> **Referring expression data**:
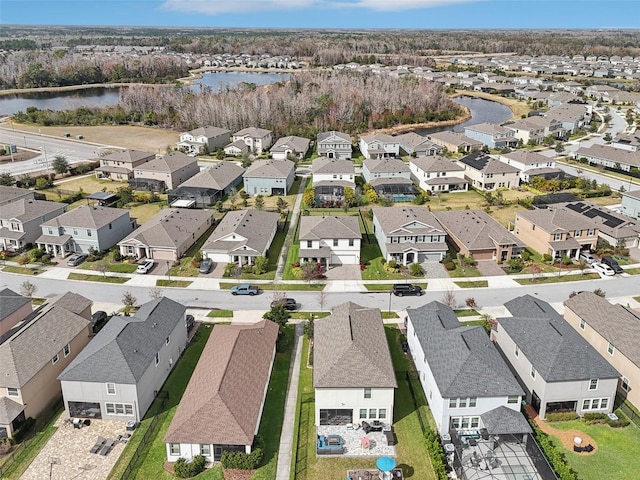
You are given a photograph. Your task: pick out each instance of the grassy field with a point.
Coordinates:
(617, 455)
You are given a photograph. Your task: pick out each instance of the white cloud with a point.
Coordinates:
(243, 6)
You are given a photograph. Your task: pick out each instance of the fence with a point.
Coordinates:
(162, 397)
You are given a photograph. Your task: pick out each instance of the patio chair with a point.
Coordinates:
(99, 442)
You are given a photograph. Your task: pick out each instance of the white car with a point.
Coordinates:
(145, 267)
(602, 268)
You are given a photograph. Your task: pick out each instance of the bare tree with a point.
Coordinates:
(27, 289)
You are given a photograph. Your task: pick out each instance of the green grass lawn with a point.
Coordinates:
(618, 452)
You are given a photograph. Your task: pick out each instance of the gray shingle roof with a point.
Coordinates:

> **WHAT IS NEEDED**: Return the lines above exactly; the images are not part of the copy.

> **EXPECTED OUTPUT**:
You are given a photograph. Your task: pick out each instance of the grassy field with a point.
Coordinates:
(617, 455)
You are given a photograph. Your task: pick out each instance of the white cloud with a point.
Coordinates:
(243, 6)
You are given a photograph. Your task: pick out each instance of the fence with a point.
Coordinates:
(162, 397)
You are given a photograph. Your task: pick out each instance of the patio chair with a point.
Coordinates:
(99, 442)
You are given a photograph. Your task: pick out each instance of the white car with a point.
Coordinates:
(145, 267)
(602, 268)
You are given a photograph. Your task: pick out each instance of the bare tree with a point.
Coordinates:
(27, 289)
You are given a photograph. Your task: pick out each instance of the green grass lawn with a point.
Coordinates:
(618, 452)
You are given a photograph. Your task: pick out each instance of the gray shingle roof with a point.
Coordinates:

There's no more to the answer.